***** SUPPLIED RECORDS *****

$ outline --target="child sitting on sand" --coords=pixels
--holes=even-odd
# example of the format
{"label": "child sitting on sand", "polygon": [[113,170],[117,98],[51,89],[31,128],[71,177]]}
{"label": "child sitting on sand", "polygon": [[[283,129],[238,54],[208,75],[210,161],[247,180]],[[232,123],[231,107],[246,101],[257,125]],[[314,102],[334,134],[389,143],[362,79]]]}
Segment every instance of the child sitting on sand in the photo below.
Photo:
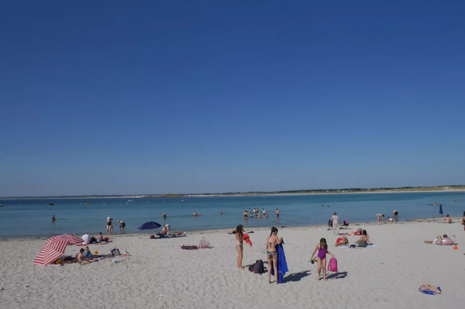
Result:
{"label": "child sitting on sand", "polygon": [[449,215],[445,216],[445,219],[444,219],[444,223],[453,223],[454,221],[452,221],[452,218],[451,218]]}
{"label": "child sitting on sand", "polygon": [[339,237],[338,238],[338,240],[336,241],[336,246],[339,247],[339,246],[345,246],[346,245],[349,244],[349,239],[345,236],[343,236],[342,237]]}

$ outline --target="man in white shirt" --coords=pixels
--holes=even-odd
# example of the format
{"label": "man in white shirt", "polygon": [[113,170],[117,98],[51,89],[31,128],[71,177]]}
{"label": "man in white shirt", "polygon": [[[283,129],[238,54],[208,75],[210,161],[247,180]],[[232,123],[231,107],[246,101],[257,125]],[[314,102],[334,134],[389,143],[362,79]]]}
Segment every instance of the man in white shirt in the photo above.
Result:
{"label": "man in white shirt", "polygon": [[81,238],[82,238],[82,240],[84,241],[84,242],[82,243],[82,244],[87,245],[89,243],[89,242],[90,240],[90,235],[87,233],[86,233],[86,234],[82,235],[82,237]]}

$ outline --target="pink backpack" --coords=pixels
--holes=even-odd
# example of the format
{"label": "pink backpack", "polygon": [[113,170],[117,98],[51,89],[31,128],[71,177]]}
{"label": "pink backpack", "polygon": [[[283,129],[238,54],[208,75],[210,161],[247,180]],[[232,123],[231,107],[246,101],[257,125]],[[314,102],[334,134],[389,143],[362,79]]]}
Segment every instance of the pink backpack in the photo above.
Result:
{"label": "pink backpack", "polygon": [[338,260],[335,258],[332,258],[329,259],[329,263],[328,264],[328,270],[329,271],[338,272]]}

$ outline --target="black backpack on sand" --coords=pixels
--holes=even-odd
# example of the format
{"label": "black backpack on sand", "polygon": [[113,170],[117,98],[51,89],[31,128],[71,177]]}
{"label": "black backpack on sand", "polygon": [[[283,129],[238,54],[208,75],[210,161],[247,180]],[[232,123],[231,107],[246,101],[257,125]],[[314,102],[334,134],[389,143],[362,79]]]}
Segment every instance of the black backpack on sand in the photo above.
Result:
{"label": "black backpack on sand", "polygon": [[265,272],[265,267],[263,266],[263,261],[261,260],[257,260],[255,264],[253,264],[253,272],[256,274],[260,274],[261,275]]}

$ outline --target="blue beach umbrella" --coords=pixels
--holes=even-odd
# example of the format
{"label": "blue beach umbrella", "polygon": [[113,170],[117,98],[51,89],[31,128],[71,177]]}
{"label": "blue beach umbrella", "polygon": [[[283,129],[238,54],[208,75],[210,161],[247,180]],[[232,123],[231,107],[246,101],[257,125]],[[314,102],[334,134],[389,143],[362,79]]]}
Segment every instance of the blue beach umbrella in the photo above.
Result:
{"label": "blue beach umbrella", "polygon": [[149,221],[148,222],[146,222],[142,225],[140,225],[137,228],[138,230],[153,230],[153,229],[158,229],[159,227],[161,226],[161,224],[159,224],[156,222],[154,222],[153,221]]}

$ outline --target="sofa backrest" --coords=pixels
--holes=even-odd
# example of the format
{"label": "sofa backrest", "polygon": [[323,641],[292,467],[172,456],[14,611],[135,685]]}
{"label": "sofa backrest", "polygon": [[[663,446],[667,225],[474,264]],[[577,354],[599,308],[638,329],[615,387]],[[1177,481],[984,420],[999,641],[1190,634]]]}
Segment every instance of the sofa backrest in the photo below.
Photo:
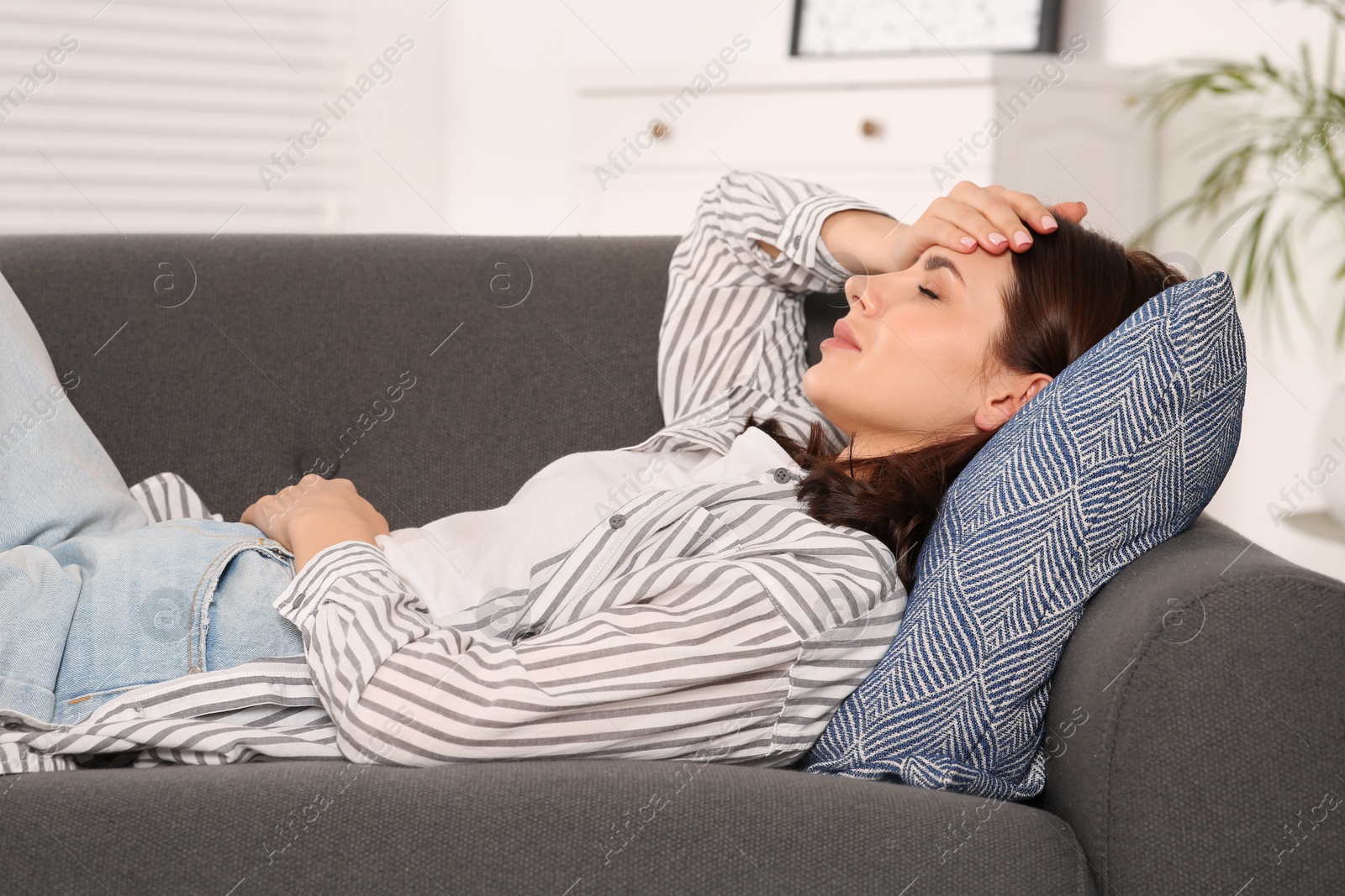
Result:
{"label": "sofa backrest", "polygon": [[[506,504],[557,457],[663,424],[677,242],[5,236],[0,273],[128,485],[182,473],[237,519],[339,461],[401,528]],[[815,363],[845,300],[806,308]]]}

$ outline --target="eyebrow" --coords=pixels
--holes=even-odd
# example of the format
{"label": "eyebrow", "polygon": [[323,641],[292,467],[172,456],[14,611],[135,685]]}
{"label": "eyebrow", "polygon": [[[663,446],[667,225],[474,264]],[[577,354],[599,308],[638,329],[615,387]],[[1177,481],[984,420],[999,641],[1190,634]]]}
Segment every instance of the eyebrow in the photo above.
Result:
{"label": "eyebrow", "polygon": [[925,258],[927,271],[936,271],[940,267],[947,267],[948,270],[952,271],[952,275],[958,278],[959,283],[962,283],[963,286],[967,285],[967,281],[962,279],[962,271],[958,270],[958,266],[952,263],[951,258],[947,258],[944,255],[928,255]]}

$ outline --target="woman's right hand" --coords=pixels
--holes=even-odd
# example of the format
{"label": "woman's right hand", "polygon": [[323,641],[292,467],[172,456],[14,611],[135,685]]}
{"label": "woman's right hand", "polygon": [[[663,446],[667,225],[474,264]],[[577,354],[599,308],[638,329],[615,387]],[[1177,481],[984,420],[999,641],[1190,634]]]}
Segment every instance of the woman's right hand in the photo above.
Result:
{"label": "woman's right hand", "polygon": [[998,255],[1011,249],[1015,253],[1032,249],[1032,231],[1049,234],[1059,224],[1053,215],[1079,223],[1088,214],[1080,201],[1057,203],[1046,208],[1030,193],[1006,189],[998,184],[978,187],[970,180],[959,181],[947,196],[929,207],[912,224],[898,224],[888,235],[892,270],[905,270],[919,261],[932,246],[943,246],[956,253],[985,249]]}

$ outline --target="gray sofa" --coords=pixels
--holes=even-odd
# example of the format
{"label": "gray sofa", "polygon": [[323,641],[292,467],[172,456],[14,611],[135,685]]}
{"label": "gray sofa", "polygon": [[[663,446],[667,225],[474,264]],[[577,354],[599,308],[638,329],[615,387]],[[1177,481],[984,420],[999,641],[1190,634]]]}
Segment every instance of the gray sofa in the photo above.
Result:
{"label": "gray sofa", "polygon": [[[412,371],[336,473],[395,528],[662,424],[675,242],[4,238],[0,271],[126,481],[176,470],[229,519]],[[845,304],[807,302],[815,361]],[[1345,584],[1205,516],[1089,603],[1026,805],[694,763],[114,756],[0,778],[0,892],[1340,892],[1342,646]]]}

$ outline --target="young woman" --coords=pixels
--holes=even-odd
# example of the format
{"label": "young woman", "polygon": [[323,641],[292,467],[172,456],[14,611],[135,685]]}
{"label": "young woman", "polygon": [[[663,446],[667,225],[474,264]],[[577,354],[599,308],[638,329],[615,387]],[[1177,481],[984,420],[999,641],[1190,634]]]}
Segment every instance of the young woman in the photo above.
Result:
{"label": "young woman", "polygon": [[[0,430],[0,771],[794,762],[890,642],[962,466],[1181,279],[1084,211],[959,184],[908,226],[726,175],[670,269],[667,426],[397,532],[343,480],[239,523],[200,519],[175,477],[128,490],[0,281],[0,420],[58,408],[12,445]],[[808,368],[800,298],[841,286],[850,312]]]}

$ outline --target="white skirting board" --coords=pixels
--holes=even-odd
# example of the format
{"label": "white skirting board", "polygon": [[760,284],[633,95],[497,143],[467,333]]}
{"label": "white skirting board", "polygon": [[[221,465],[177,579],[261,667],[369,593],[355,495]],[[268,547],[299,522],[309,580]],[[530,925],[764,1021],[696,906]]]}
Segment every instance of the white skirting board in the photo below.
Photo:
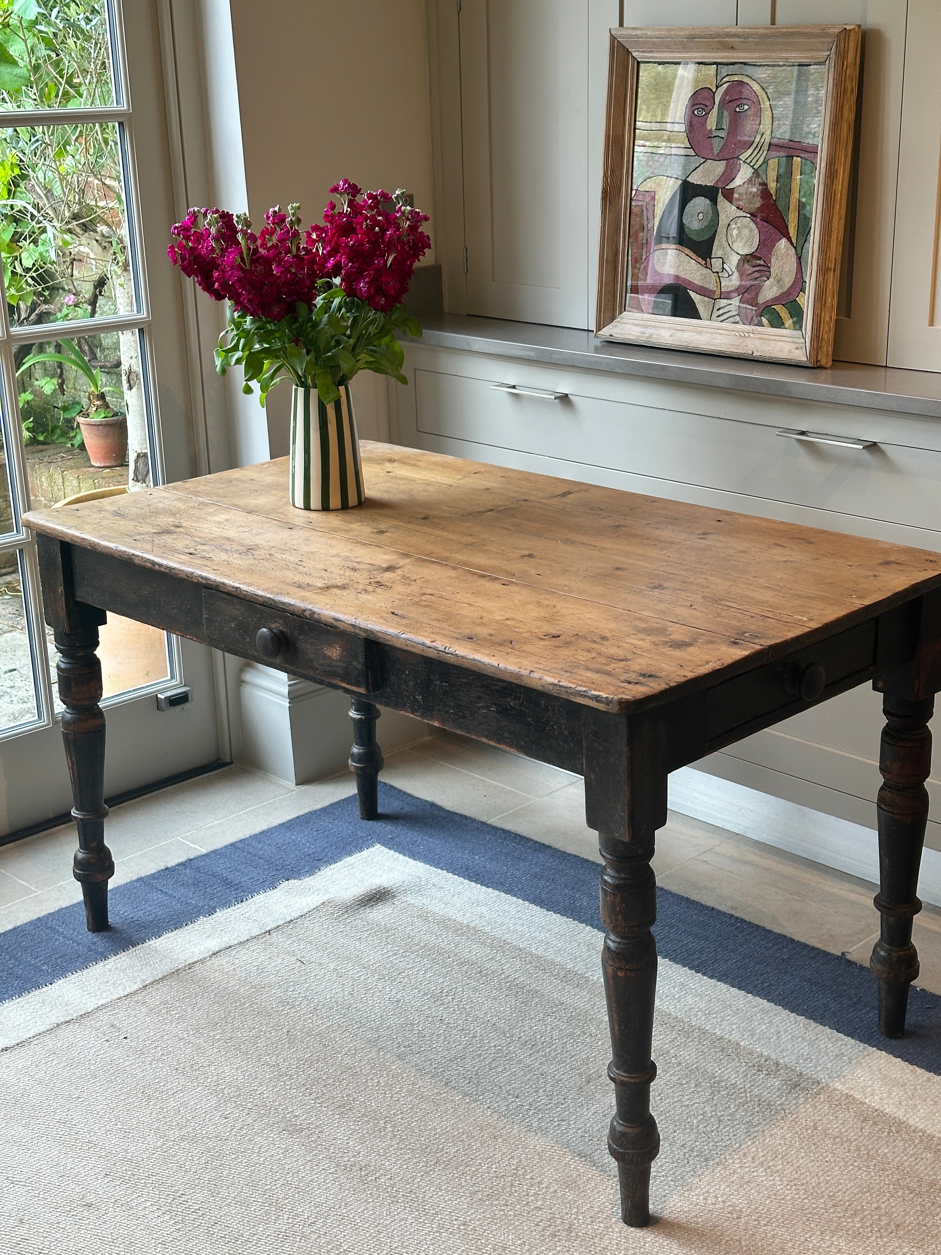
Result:
{"label": "white skirting board", "polygon": [[[861,880],[873,884],[878,880],[878,837],[872,828],[859,823],[759,793],[694,767],[681,767],[670,776],[669,806],[680,814],[740,832]],[[923,902],[941,906],[941,852],[937,850],[925,850],[922,855],[918,896]]]}
{"label": "white skirting board", "polygon": [[[289,784],[306,784],[346,769],[353,725],[345,693],[246,663],[238,697],[243,762]],[[381,712],[379,744],[386,753],[427,735],[427,725],[418,719]]]}

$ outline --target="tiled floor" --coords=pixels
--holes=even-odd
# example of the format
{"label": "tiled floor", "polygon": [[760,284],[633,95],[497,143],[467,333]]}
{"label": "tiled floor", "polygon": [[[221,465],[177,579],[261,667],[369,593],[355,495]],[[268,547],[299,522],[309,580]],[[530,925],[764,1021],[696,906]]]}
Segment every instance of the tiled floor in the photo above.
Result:
{"label": "tiled floor", "polygon": [[[452,811],[597,860],[577,776],[463,737],[438,733],[386,756],[383,779]],[[228,767],[112,811],[113,884],[326,806],[351,793],[349,774],[294,788]],[[0,929],[80,896],[73,828],[0,847]],[[877,932],[873,886],[842,872],[670,812],[657,835],[657,881],[765,927],[867,963]],[[941,993],[941,910],[915,921],[918,984]]]}

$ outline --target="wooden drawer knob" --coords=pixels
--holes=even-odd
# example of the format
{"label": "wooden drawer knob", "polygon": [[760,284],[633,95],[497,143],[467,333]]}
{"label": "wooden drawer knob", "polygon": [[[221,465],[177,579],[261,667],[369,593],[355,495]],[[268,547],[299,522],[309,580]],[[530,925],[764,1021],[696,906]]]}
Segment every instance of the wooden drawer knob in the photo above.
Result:
{"label": "wooden drawer knob", "polygon": [[804,702],[816,702],[817,698],[823,693],[823,686],[827,683],[827,673],[823,670],[819,663],[811,663],[800,673],[800,697]]}
{"label": "wooden drawer knob", "polygon": [[827,684],[827,673],[819,663],[804,666],[794,659],[784,675],[784,688],[802,702],[816,702]]}
{"label": "wooden drawer knob", "polygon": [[255,648],[262,658],[280,658],[290,644],[287,633],[280,628],[260,628],[255,635]]}

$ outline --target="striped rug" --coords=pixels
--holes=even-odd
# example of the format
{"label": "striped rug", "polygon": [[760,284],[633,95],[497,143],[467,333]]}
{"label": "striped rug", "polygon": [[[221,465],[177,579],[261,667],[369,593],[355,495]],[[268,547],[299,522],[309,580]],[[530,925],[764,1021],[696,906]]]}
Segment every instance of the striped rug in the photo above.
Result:
{"label": "striped rug", "polygon": [[936,1252],[941,999],[660,894],[626,1230],[597,866],[380,786],[0,934],[4,1255]]}

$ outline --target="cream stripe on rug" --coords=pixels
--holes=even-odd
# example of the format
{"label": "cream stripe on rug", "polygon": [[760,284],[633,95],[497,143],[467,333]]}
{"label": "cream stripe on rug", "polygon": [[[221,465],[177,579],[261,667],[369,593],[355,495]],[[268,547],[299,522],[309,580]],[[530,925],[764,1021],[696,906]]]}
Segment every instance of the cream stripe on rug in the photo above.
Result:
{"label": "cream stripe on rug", "polygon": [[0,1250],[936,1250],[941,1079],[669,963],[625,1230],[598,953],[374,847],[6,1004]]}

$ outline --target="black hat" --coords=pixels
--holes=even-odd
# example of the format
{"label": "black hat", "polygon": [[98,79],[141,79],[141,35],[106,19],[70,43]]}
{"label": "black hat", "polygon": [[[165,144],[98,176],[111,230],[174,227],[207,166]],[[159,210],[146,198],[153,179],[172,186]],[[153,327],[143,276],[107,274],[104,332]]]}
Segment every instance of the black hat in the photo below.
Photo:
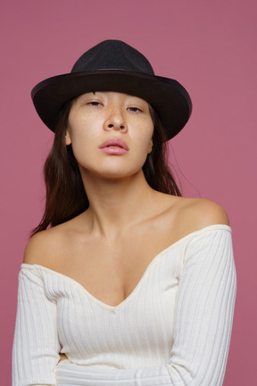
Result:
{"label": "black hat", "polygon": [[70,73],[41,81],[31,96],[38,115],[54,131],[63,104],[90,91],[117,91],[145,99],[158,112],[169,139],[183,129],[192,112],[184,87],[154,75],[148,60],[120,40],[104,40],[93,46]]}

*****

WHAT TO DO
Return each line above that includes the word "blue".

OUTPUT
$ outline --target="blue beach umbrella" --coords=pixels
{"label": "blue beach umbrella", "polygon": [[113,170],[117,98],[51,89],[31,128],[71,177]]}
{"label": "blue beach umbrella", "polygon": [[[283,129],[238,54],[208,75],[210,161],[247,180]],[[232,123],[231,107],[246,101],[257,125]],[[314,102],[334,134],[389,143],[362,79]]]}
Segment every instance of the blue beach umbrella in the photo above.
{"label": "blue beach umbrella", "polygon": [[149,221],[148,222],[146,222],[142,225],[140,225],[137,228],[138,230],[153,230],[153,229],[158,229],[159,227],[161,226],[161,224],[159,224],[156,222],[154,222],[153,221]]}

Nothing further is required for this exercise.